Your task is to repeat each record verbatim, exactly as it was written.

Dataset records Start Marker

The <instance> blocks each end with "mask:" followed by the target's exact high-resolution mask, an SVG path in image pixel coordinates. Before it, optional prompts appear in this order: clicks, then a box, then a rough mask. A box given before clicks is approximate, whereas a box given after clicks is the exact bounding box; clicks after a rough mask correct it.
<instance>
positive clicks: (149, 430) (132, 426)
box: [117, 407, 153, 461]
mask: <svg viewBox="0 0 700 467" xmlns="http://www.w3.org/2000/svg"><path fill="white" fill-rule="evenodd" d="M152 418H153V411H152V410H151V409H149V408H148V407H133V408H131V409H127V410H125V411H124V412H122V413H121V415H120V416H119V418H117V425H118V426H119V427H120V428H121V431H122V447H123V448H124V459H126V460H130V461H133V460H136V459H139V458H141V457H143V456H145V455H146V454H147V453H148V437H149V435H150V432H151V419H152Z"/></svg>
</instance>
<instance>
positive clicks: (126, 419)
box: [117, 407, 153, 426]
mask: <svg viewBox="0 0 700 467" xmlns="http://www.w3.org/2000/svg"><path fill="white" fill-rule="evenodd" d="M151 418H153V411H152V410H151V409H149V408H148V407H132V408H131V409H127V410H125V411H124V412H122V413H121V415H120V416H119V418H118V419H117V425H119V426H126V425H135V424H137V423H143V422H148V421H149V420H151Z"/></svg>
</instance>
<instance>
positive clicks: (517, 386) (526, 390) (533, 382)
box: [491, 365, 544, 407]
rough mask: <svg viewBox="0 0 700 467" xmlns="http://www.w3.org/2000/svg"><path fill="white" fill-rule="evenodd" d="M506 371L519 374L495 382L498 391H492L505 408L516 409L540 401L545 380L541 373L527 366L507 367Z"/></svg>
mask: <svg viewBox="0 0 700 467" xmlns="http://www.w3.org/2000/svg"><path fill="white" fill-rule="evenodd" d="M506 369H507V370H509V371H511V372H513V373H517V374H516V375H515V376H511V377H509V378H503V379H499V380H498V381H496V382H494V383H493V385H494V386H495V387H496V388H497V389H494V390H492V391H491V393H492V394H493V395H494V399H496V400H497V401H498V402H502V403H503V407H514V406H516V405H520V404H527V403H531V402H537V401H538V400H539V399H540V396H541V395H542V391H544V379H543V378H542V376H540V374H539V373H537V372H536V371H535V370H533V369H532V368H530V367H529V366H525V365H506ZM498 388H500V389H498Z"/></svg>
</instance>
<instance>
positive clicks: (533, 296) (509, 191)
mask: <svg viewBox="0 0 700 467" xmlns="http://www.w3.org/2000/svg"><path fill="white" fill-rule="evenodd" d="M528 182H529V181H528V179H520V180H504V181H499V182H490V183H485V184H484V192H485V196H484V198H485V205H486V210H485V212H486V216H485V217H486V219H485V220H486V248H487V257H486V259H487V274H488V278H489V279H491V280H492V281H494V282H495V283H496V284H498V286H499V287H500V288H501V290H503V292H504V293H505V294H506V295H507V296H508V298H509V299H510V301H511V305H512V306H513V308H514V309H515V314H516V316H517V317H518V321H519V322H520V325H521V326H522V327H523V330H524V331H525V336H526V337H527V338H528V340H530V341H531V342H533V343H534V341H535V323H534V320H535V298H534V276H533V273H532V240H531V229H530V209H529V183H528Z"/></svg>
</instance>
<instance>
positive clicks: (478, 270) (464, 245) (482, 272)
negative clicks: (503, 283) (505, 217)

Dataset records End Marker

Task response:
The <instance> blocks each end with "mask:" followed by the target's exact high-resolution mask, an SVG path in image pixel coordinates. Before it, optional prompts appear in this order: clicks, then a box, then a rough mask. A box given before clicks is approximate, whereas a box given after clicks is the exact bounding box; clicks after a rough mask correct it.
<instance>
positive clicks: (149, 430) (132, 426)
box: [117, 407, 153, 461]
mask: <svg viewBox="0 0 700 467" xmlns="http://www.w3.org/2000/svg"><path fill="white" fill-rule="evenodd" d="M152 418H153V411H152V410H151V409H149V408H148V407H133V408H131V409H127V410H125V411H124V412H122V413H121V415H120V416H119V418H117V425H118V426H119V427H120V428H121V431H122V447H123V448H124V459H126V460H130V461H133V460H136V459H139V458H141V457H143V456H145V455H146V454H147V453H148V437H149V435H150V432H151V419H152Z"/></svg>
</instance>
<instance>
positive clicks: (126, 419)
box: [117, 407, 153, 426]
mask: <svg viewBox="0 0 700 467" xmlns="http://www.w3.org/2000/svg"><path fill="white" fill-rule="evenodd" d="M151 418H153V411H152V410H151V409H149V408H148V407H132V408H131V409H127V410H125V411H124V412H122V413H121V415H120V416H119V418H118V419H117V425H119V426H126V425H135V424H137V423H143V422H148V421H149V420H151Z"/></svg>
</instance>
<instance>
positive clicks: (517, 386) (526, 390) (533, 382)
box: [491, 365, 544, 407]
rough mask: <svg viewBox="0 0 700 467" xmlns="http://www.w3.org/2000/svg"><path fill="white" fill-rule="evenodd" d="M506 371L519 374L495 382L498 391H492L505 408L516 409L540 401L545 380L541 373L527 366L507 367Z"/></svg>
mask: <svg viewBox="0 0 700 467" xmlns="http://www.w3.org/2000/svg"><path fill="white" fill-rule="evenodd" d="M506 369H507V370H509V371H511V372H513V373H517V374H516V375H515V376H511V377H509V378H503V379H499V380H498V381H496V382H494V383H493V385H494V386H495V387H496V388H497V389H494V390H492V391H491V393H492V394H493V395H494V399H496V400H497V401H498V402H502V403H503V407H514V406H516V405H520V404H527V403H531V402H537V401H538V400H539V399H540V396H541V395H542V391H544V379H543V378H542V376H540V374H539V373H537V372H536V371H535V370H533V369H532V368H530V367H529V366H525V365H506ZM498 388H500V389H498Z"/></svg>
</instance>
<instance>
positive clicks: (533, 296) (509, 191)
mask: <svg viewBox="0 0 700 467" xmlns="http://www.w3.org/2000/svg"><path fill="white" fill-rule="evenodd" d="M528 182H529V181H528V179H520V180H504V181H499V182H490V183H485V184H484V192H485V196H484V198H485V205H486V210H485V212H486V216H485V217H486V219H485V220H486V248H487V257H486V259H487V274H488V278H489V279H491V280H492V281H494V282H495V283H496V284H498V286H499V287H500V288H501V290H503V292H504V293H505V294H506V295H507V296H508V298H509V299H510V301H511V305H512V306H513V308H514V309H515V314H516V316H517V317H518V321H519V322H520V325H521V326H522V327H523V330H524V331H525V336H526V337H527V338H528V340H530V341H531V342H533V343H534V341H535V323H534V320H535V298H534V276H533V273H532V240H531V229H530V209H529V183H528Z"/></svg>
</instance>
<instance>
positive clicks: (478, 270) (464, 245) (482, 272)
negative clicks: (503, 283) (505, 217)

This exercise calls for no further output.